##### Pasaje original

El modelo mental basado en agradar a los demás y de “gustar”, por encima de todas las cosas, y de nuestro propio criterio, nos lleva inexorablemente a no ser respetados, y esto funciona igual, tanto en el ámbito privado como en el profesional. Esto no implica que no debamos aceptar la crítica de los demás, incluso aunque nos la formulen desde la malquerencia, y así lo decía eruditamente Unamuno: “Toma consejo del enemigo”.
Quizá el límite a esto, sea nunca ceder a nuestro criterio, alterando nuestra conducta y nuestro “hacer” por causa de juicios ligeros y críticas sistemáticas, provenientes del ambiente. Nuestro público somos nosotros mismos.
Seguramente, siendo niños hayamos escuchado alguna vez el cuento protagonizado por un anciano padre y su hijo. Ambos viajaban con un burro atravesando diversos pueblos, motivando muy distintos comentarios entre los paisanos:
Nos contaban que, al pasar por el primer pueblo, el padre montaba sobre el burro y el hijo caminaba a su lado. Los comentarios del público no se hicieron esperar: “¡Qué padre tan inmisericorde! ¡El pobre niño caminando y él encima del pollino, como si fuera un emperador!”

##########
##### Material por procesar

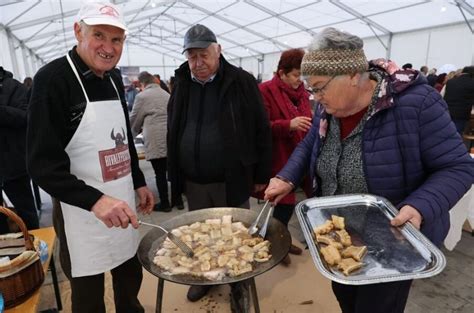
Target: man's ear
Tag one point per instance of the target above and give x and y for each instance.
(355, 79)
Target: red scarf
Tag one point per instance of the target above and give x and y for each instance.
(299, 98)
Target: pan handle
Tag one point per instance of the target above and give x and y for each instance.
(263, 230)
(253, 229)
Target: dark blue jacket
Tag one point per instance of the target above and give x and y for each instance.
(412, 155)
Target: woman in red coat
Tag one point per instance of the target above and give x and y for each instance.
(288, 106)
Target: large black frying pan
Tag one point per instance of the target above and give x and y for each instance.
(277, 234)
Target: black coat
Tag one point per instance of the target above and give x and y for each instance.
(460, 96)
(243, 124)
(13, 106)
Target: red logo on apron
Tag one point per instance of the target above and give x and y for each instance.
(115, 163)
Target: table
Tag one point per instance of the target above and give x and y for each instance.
(31, 305)
(462, 211)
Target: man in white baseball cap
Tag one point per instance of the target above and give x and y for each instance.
(81, 151)
(99, 13)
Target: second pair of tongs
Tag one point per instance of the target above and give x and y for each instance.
(178, 242)
(254, 228)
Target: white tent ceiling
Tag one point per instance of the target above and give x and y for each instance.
(245, 28)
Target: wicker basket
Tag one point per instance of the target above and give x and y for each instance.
(22, 283)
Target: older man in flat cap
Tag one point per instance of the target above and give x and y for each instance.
(80, 150)
(219, 147)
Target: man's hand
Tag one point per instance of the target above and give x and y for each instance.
(146, 200)
(301, 123)
(276, 190)
(113, 212)
(407, 214)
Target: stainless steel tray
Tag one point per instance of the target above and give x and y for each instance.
(394, 253)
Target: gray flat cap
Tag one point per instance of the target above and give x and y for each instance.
(198, 36)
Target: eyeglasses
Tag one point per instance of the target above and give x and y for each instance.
(320, 91)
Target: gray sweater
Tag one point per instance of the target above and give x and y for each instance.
(150, 114)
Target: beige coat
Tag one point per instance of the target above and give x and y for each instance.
(150, 114)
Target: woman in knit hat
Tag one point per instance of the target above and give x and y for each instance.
(287, 103)
(381, 130)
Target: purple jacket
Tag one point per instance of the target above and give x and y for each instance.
(411, 152)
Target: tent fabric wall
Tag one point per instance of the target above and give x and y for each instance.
(433, 47)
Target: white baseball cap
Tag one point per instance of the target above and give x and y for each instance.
(101, 13)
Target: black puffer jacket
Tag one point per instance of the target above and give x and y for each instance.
(13, 105)
(243, 125)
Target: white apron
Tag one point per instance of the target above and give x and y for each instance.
(99, 156)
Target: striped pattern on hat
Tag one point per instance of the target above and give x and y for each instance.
(333, 62)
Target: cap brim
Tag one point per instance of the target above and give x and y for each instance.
(197, 45)
(105, 21)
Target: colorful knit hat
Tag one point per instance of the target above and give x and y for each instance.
(332, 62)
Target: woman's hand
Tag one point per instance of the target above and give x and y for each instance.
(407, 214)
(277, 189)
(301, 123)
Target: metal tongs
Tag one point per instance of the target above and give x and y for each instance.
(254, 228)
(178, 242)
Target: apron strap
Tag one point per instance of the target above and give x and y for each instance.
(77, 76)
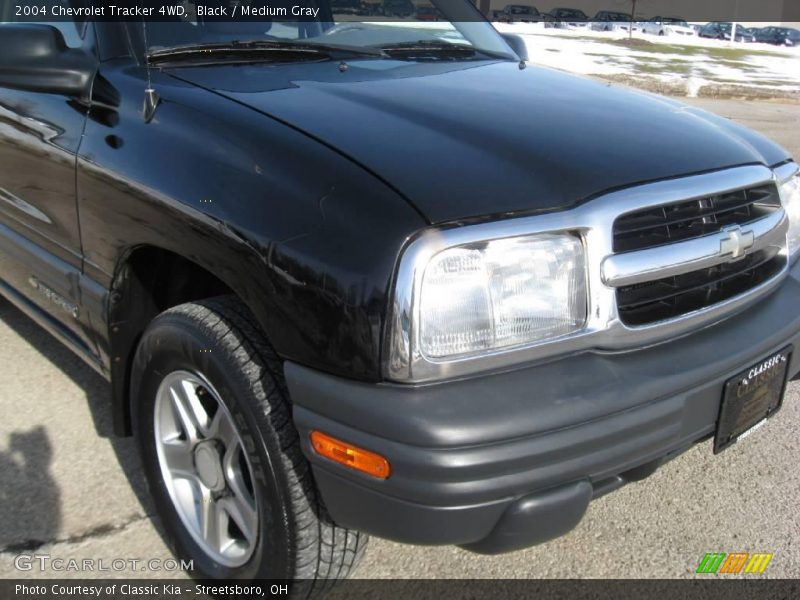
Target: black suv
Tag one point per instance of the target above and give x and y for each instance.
(366, 279)
(780, 36)
(722, 31)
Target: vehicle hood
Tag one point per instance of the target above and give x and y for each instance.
(472, 139)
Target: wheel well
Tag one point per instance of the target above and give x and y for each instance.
(148, 281)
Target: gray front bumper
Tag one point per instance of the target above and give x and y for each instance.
(503, 461)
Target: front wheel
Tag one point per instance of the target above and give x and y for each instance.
(221, 455)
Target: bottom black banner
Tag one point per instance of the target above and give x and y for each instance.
(713, 588)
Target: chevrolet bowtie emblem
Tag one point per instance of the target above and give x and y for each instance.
(735, 243)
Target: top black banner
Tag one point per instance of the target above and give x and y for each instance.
(545, 12)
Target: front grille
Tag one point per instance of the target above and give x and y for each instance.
(669, 297)
(693, 218)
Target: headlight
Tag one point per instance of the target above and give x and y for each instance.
(790, 196)
(503, 293)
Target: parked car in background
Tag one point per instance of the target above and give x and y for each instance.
(722, 31)
(666, 26)
(608, 20)
(780, 36)
(569, 17)
(749, 34)
(519, 13)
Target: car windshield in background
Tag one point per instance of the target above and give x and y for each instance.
(422, 29)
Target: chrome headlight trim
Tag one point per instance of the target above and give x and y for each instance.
(593, 223)
(784, 174)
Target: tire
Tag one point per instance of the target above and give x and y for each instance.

##########

** Problemas y tareas **
a - Devuelve cada línea de los registros que contenga la palabra "gray".
b - Por favor, continúa el texto sobre el afán de agradar a los demás a partir de su última oración.

** Resultados finales **
a -
Target: gray flat cap
Target: gray sweater
Target: gray front bumper

b -
Al escuchar las malas lenguas, decidieron cambiarse antes de llegar al siguiente pueblo, de forma que ahora el padre caminaba y el hijo era quien montaba el asno. Pero, sin embargo, las críticas, ahora de otro público, no cesaron, únicamente cambiaron de signo: “¡Mira qué juventud tenemos hoy en día! ¡El anciano padre caminando, y el muchacho tan ágil, sentado a lomos de la bestia!”
Visto lo visto, pensaron que lo mejor sería montar los dos sobre el asno al pasar por el tercero de los pueblos. Pero las cosas así, no hicieron más que empeorar, y el tercer público decía: “¡Pobre burro! ¡Los que van montados en él demuestran ser más bestias que el desdichado animal!”
Finalmente el cuento terminaba con ambos, padre e hijo, aturdidos por tanta crítica, y tomando la última decisión: decidieron entrar al cuarto pueblo, ambos a pie, junto al burro. Pero, ni por esas cesaron las críticas…, y otra vez el público: “Pero, ¡qué tontos! ¿Para eso se han comprado un burro?, ¿para ir andando?”.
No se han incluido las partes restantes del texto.